Required work: Find each line in the items below that contains the string "blue", matching case exactly, and copy those lines.

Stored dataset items
_ _ _ _ _

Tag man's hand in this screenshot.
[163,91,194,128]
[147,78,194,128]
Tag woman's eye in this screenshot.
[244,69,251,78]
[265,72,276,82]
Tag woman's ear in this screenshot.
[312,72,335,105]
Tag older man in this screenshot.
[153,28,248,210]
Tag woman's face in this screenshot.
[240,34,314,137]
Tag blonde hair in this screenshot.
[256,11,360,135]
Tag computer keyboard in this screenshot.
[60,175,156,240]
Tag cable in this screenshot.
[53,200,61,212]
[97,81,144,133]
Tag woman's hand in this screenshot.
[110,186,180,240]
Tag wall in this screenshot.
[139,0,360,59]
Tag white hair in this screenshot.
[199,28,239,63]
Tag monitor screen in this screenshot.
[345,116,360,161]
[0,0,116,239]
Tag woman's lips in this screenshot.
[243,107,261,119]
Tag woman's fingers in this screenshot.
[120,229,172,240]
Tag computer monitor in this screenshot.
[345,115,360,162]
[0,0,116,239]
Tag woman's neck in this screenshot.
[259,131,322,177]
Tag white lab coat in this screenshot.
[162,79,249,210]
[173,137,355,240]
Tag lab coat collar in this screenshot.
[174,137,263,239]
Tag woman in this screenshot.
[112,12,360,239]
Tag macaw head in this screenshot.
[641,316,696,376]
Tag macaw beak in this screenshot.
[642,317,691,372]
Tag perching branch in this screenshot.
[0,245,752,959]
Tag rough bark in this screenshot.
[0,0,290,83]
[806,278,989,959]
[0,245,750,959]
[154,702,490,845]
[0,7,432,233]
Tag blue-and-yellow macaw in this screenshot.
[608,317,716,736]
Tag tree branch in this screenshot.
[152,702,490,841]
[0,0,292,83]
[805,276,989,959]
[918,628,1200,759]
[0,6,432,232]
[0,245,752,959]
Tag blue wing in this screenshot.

_ _ _ _ _

Answer:
Tag blue-and-yellow macaw in this screenshot.
Tag blue wing in this screenshot.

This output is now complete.